Show every line in the rows below that contains the word "lead", copying each line in full. Case counts.
◇ ◇ ◇ ◇ ◇
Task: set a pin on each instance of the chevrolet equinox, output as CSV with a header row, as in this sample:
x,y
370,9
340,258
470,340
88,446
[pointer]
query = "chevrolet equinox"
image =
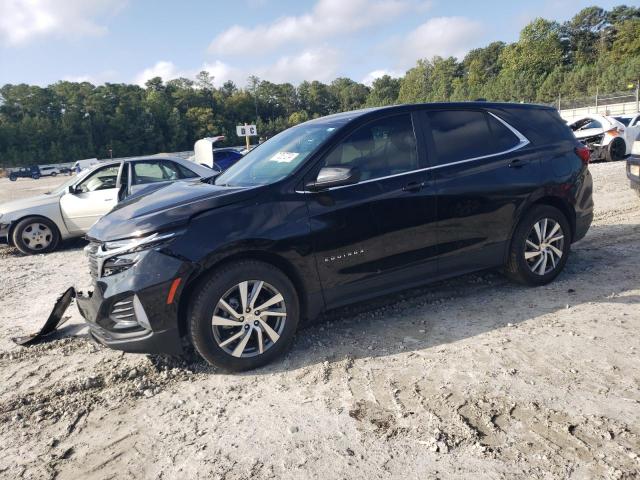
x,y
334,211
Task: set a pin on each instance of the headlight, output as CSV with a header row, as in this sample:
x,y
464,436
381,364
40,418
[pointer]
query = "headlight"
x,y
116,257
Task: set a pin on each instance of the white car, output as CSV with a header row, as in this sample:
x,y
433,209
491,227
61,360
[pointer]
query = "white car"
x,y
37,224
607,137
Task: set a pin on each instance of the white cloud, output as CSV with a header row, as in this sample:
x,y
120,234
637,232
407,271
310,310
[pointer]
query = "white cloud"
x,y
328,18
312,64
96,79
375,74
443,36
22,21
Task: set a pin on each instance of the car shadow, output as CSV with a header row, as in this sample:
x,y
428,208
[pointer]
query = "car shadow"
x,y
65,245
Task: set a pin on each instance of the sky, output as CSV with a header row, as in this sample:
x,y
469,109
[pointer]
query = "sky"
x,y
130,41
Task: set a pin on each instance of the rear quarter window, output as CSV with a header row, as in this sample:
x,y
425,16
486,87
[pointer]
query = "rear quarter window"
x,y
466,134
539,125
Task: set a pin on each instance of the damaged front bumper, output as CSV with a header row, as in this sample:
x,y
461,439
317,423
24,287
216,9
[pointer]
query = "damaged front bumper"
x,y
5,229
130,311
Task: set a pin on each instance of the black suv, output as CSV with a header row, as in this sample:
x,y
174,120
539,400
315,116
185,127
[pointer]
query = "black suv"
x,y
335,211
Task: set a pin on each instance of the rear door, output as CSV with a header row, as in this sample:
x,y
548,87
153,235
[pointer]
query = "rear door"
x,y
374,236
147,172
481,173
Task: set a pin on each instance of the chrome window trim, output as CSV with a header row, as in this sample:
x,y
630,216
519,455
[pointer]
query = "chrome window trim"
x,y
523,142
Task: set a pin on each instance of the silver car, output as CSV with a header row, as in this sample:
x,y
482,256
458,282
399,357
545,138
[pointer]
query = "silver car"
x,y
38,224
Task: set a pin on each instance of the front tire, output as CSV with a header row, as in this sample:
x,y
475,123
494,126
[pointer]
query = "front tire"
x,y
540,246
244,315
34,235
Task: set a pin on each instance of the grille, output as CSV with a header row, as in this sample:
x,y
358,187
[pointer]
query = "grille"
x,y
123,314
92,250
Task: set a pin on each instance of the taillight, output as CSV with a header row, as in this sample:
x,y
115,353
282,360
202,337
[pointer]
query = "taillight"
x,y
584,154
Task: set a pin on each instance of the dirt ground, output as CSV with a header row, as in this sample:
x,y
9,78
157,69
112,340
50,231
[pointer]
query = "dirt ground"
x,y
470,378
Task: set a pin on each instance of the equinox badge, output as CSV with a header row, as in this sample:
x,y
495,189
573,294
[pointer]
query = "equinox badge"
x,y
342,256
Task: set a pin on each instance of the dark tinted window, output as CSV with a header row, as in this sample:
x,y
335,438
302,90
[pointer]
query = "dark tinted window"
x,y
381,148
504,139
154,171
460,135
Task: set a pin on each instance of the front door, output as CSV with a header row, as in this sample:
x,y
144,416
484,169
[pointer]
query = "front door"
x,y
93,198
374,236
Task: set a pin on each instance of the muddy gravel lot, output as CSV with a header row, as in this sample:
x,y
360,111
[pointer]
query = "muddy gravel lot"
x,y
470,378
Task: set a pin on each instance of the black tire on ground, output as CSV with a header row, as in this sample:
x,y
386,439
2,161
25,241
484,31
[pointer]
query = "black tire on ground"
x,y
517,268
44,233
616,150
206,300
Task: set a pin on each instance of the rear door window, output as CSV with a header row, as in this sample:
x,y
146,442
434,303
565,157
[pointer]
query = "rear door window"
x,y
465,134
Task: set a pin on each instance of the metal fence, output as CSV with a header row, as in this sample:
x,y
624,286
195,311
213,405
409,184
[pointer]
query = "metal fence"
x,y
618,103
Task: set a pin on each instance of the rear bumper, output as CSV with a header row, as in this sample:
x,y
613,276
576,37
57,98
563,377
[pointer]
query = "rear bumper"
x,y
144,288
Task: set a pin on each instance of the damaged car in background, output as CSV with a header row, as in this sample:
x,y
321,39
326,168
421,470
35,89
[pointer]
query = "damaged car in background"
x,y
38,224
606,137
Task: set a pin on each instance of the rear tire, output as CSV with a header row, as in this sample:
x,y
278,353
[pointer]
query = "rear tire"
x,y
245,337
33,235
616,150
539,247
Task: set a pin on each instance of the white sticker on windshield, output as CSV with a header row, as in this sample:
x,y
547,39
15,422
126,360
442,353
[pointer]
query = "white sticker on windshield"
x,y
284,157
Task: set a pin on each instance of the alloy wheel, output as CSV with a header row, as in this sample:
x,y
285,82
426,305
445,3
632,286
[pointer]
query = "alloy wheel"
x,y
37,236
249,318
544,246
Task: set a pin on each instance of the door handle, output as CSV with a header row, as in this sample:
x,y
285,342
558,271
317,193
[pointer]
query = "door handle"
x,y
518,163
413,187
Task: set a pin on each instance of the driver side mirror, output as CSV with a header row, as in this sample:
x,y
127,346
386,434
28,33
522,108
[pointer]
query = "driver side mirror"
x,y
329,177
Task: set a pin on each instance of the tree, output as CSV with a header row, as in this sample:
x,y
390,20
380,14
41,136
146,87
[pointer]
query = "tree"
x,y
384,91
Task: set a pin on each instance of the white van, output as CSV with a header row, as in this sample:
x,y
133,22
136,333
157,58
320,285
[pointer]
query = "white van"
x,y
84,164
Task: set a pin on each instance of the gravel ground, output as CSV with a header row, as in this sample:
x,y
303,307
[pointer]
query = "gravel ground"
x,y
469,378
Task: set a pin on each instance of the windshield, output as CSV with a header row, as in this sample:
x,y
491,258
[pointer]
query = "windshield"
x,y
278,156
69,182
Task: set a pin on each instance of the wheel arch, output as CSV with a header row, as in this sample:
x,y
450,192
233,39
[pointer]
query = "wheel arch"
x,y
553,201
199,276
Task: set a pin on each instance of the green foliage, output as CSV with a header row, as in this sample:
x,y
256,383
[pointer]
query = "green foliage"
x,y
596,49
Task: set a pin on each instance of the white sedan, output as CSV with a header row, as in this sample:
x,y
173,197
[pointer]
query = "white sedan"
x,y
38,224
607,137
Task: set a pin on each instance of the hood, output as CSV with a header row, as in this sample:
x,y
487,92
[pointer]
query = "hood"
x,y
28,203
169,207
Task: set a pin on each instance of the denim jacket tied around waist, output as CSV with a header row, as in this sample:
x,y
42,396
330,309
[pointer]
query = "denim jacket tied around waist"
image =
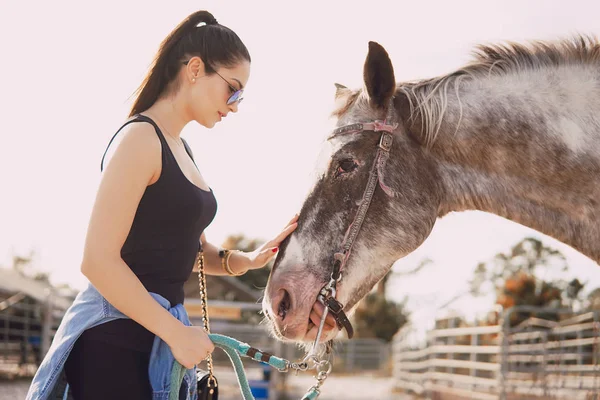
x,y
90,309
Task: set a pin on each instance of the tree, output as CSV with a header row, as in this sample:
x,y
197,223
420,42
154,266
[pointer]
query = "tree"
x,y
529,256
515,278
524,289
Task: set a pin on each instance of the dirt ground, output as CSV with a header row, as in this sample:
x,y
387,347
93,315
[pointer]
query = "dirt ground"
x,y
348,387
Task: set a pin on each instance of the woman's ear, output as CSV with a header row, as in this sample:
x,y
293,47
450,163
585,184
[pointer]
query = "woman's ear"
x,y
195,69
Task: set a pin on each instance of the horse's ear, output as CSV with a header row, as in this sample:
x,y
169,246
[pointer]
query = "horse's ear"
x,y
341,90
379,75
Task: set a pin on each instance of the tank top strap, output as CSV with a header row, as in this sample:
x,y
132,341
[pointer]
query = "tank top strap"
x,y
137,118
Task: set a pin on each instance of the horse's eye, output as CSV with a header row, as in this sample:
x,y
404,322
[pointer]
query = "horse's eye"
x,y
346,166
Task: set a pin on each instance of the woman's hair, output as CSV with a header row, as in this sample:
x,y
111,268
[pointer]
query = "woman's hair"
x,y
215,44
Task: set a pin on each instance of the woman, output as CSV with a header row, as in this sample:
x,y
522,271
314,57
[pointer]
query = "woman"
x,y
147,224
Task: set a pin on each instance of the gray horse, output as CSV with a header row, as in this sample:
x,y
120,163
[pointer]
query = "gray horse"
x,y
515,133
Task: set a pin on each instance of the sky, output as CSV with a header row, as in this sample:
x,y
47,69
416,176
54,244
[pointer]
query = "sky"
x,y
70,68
◇ ◇ ◇ ◇ ◇
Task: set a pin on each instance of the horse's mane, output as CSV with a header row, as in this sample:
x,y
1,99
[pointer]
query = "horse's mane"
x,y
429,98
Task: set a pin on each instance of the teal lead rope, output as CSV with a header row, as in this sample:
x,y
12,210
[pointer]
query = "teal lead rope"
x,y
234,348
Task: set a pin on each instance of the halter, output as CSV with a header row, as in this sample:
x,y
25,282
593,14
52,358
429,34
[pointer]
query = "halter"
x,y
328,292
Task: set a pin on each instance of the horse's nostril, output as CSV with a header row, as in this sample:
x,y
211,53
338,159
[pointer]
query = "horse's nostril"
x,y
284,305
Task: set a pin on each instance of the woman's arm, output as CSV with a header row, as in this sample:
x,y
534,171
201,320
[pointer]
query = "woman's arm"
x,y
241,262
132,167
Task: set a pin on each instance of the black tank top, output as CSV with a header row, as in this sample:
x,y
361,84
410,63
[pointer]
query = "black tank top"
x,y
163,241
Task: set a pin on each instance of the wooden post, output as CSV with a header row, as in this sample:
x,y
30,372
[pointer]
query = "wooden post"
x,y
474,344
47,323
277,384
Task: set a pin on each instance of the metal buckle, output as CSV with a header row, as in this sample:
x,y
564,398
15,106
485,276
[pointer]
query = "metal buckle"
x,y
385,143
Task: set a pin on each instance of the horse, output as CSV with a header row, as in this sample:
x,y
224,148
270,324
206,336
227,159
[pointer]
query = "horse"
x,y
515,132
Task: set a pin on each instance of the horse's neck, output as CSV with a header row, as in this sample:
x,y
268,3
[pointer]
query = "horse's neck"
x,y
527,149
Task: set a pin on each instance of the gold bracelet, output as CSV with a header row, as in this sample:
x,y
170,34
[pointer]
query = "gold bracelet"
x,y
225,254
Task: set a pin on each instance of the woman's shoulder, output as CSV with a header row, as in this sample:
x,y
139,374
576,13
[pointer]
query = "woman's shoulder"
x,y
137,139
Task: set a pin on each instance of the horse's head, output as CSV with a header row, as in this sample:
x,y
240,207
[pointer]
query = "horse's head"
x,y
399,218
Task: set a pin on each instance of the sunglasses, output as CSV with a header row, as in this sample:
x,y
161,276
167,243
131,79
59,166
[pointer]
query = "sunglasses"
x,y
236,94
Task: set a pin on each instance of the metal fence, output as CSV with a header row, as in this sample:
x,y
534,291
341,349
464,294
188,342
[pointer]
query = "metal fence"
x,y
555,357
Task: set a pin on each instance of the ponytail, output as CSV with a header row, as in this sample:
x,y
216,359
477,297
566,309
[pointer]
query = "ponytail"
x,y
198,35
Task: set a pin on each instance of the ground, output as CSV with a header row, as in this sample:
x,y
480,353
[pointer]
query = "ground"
◇ ◇ ◇ ◇ ◇
Solution for this problem:
Task: set a pin on each instance of the teal lead rope, output as CSV with a header row, as in this sample:
query = "teal lead rope"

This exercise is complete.